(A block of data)
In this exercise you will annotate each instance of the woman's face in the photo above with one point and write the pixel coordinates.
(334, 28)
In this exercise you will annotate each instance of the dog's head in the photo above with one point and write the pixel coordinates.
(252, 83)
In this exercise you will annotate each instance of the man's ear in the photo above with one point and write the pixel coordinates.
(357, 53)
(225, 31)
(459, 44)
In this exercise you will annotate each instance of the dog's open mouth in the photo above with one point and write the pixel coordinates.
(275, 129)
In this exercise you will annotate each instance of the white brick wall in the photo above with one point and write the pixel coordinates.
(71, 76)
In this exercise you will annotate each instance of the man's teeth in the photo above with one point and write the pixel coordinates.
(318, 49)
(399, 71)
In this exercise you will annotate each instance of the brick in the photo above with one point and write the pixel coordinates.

_Objective:_ Rewrite every line of the items above, including the text lines, and shift each coordinate in the answers by subtracting 87.

_Result:_
In this exercise you will annotate each instance of the woman's face in the photo above with one point and write the pixel coordinates.
(247, -59)
In this exercise you will annotate each instance of the dog's head in the photo above with one point and write the pixel coordinates.
(165, -4)
In this exercise you will annotate each instance of the man's ear in the photo above with one point and write the pixel coordinates.
(270, -34)
(138, -56)
(372, -43)
In this exercise you will annotate each instance of the dog's open mouth in the photo above with one point and write the pixel coordinates.
(188, 42)
In this exercise you will annotate each instance of the white brick wall in the photo above with one point and write the pixel coordinates.
(-16, -11)
In this exercise you will annotate each instance of the man's teeth in the photo above with one point and write the pixel coordinates.
(231, -38)
(312, -16)
In this exercise you will annotate each instance of the brick in the photo above with one point and write the pixel coordinates.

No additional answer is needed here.